DATASET RECORDS ▸

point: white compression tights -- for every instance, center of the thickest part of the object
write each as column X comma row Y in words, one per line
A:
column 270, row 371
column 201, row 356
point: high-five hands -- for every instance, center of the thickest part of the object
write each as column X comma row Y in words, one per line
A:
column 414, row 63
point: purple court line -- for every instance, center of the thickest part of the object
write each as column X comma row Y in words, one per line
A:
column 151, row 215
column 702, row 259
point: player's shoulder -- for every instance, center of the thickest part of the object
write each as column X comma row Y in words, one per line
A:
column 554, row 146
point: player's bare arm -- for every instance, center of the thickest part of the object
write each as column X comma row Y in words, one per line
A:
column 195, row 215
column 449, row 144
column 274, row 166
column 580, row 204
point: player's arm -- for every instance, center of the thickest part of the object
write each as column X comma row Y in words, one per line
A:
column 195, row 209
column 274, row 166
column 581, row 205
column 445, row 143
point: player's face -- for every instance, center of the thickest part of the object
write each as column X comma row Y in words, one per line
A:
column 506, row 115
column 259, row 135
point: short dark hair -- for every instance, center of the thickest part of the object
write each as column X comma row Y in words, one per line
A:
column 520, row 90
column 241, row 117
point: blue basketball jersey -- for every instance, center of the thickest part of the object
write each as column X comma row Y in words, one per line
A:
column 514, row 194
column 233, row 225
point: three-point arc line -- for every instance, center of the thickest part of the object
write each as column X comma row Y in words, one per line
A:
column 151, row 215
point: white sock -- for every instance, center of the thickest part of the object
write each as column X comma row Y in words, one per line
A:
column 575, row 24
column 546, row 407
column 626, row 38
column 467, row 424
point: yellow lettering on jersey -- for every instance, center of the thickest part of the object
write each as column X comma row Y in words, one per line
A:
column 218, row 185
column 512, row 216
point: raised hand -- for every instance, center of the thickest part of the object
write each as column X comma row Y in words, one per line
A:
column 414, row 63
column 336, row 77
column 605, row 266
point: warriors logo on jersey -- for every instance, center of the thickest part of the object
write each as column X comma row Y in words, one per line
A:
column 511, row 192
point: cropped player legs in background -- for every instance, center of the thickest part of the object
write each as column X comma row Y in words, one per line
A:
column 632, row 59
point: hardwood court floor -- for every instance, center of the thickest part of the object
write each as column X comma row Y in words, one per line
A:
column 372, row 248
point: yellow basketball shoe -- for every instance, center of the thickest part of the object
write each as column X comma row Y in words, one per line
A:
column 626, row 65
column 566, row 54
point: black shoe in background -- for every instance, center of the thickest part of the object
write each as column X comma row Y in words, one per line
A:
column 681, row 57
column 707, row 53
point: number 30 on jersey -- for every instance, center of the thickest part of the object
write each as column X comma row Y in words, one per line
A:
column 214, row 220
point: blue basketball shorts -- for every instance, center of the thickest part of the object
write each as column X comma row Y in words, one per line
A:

TRY IT ▸
Produce a word-for-word copy of everything above from the line holding "point: cropped player" down to the line holding "point: black shoe", with both of those lines kept.

ANSWER ▸
point: cropped player legs in background -- for every instance, center of the thickest part of the object
write each as column X comma row Y in words, one per line
A:
column 632, row 59
point: hardwood court floor -- for every instance, center of the thickest part of the object
write each as column X comma row Y in words, one per line
A:
column 372, row 248
point: yellow basketball shoe -- for every instance, center of the thickest part of the object
write each as column X comma row Y in words, one per line
A:
column 626, row 65
column 566, row 54
point: black shoe in background -- for every instance, center of the thickest part of the object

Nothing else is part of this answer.